● **Extrait fourni**:
···

La géopolitique de la Turquie est bien plus complexe qu’il ne peut paraître. Découvrez le double jeu d’Erdogan dans les relations internationales !

 

Avant-propos:

Parler de la géopolitique de la Turquie fait jaillir une série de sentiments ambivalents. Pour certains Erdogan est l’architecte d’une Turquie puissante et moderne. Pour d’autres, c’est un dictateur qui détruit progressivement l’héritage kémaliste de la Turquie.  Aujourd’hui, l’équipe Mister Prépa souhaite vous faire part d’une analyse désintéressée qui va nous permettre de comprendre pourquoi cet allié clef des États-Unis et membre de l’alliance atlantique s’est rapproché de manière conséquente de la Russie.

L’OTAN a aujourd’hui 70 ans, le président français Emmanuel Macron avait déclaré que l’alliance est en état de « mort cérébrale » car l’unilatéralisme l’emporte sur la coopération même au sein de l’alliance. Le président faisait évidemment référence à l’offensive militaire turque en Syrie contre les forces kurdes. L’opération nommée de façon orwellienne “source de paix” avait pour cible les milices kurdes, pourtant grands alliés des occidentaux dans la lutte contre l’État Islamique. L’objectif d’Erdogan est de créer une zone tampon à la frontière syrienne et de chasser les milices du PYD, alliées du PKK ( Parti des travailleurs du Kurdistan ) que la Turquie considère comme une organisation terroriste loin de la frontière. De plus, on ne peut que constater le rapprochement entre Ankara et Moscou, ce qui n’est pas sans crisper l’allié américain. Comment expliquer ce virage stratégique ? Quelles sont les éléments de la géopolitique du président Erdogan en Turquie, au Moyen-Orient et, enfin, dans le monde ?

 

Renforcer son pouvoir à l’intérieur de la Turquie : le principal objectif du président Erdogan

  • Contexte historique et géographique:

Remontons un peu dans l’histoire, Mustapha Kemal Atatürk fait de la Turquie le premier pays musulman républicain et laïc. Général victorieux d’un empire défait, Mustapha Kemal proclame la République en 1922 et abolit le califat. En 1930, il donne le droit de vote aux femmes aux élections locales et, en 1934, pour les élections nationales ; les femmes et les hommes deviennent égaux en droit.

  • La politique d’Erdogan

La Turquie d’Erdogan est passée progressivement d’un Etat laïc à un Etat islamo-conservateur. Erdogan se présente comme le défenseur du monde sunnite et comme un fervent allié des frères musulmans (organisation qui mériterait un article qui lui serait intégralement dédié). Toutefois, la situation économique du pays a connu des jours meilleurs : le PIB est passé de 950 milliards de dollars en 2013 à environ 743 milliards de dollars en 2019. Le chômage avoisine les 13%. L’inflation a augmenté de 5 points entre 2017 et 2018 du fait des sanctions américaines.

···

● **Matériel recueilli**:
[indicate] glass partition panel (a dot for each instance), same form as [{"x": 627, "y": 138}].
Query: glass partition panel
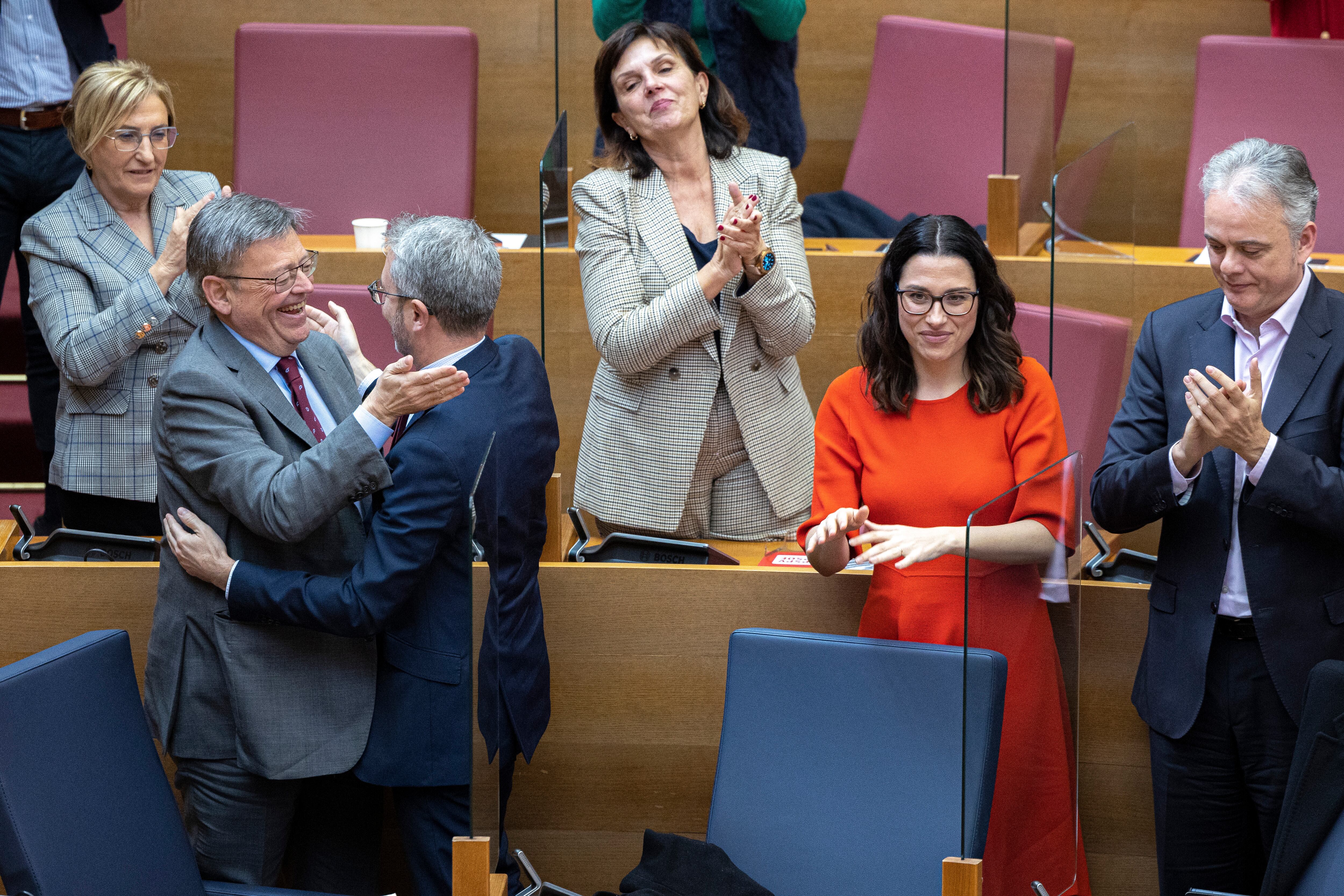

···

● **Énoncé 1**: Dans le texte sur la géopolitique de la Turquie, recopiez le passage compris entre « Renforcer son pouvoir » et « égaux en droit. », bornes incluses, en substituant « sultanat » à « califat ».
● **Énoncé 2**: Rédigez la suite du texte sur la géopolitique de la Turquie, en commençant après sa dernière phrase.

● **Corrigé 1**:
Renforcer son pouvoir à l’intérieur de la Turquie : le principal objectif du président Erdogan

  • Contexte historique et géographique:

Remontons un peu dans l’histoire, Mustapha Kemal Atatürk fait de la Turquie le premier pays musulman républicain et laïc. Général victorieux d’un empire défait, Mustapha Kemal proclame la République en 1922 et abolit le sultanat. En 1930, il donne le droit de vote aux femmes aux élections locales et, en 1934, pour les élections nationales ; les femmes et les hommes deviennent égaux en droit.

● **Corrigé 2**:
Les électeurs ont tenu compte de cette situation lors des dernières élections municipales qui ont vu l’AKP, le Parti Justice et Développement, perdre des villes stratégiques dont la plus importante est Istanbul même si cette dernière était aux mains d’Erdogan depuis 20 ans. Pour se maintenir au pouvoir, Erdogan use de discours nationalistes et souhaite fédérer la diaspora. Ses prises de position lui valent une certaine popularité auprès des classes moyennes conservatrices de l’intérieur du pays. Il faut aussi noter que 3,5 millions de réfugiés syriens se trouvent toujours sur le territoire turc et que l’Union Européenne verse des compensations à la Turquie de crainte de l’arrivée d’une nouvelle vague migratoire du Moyen-Orient.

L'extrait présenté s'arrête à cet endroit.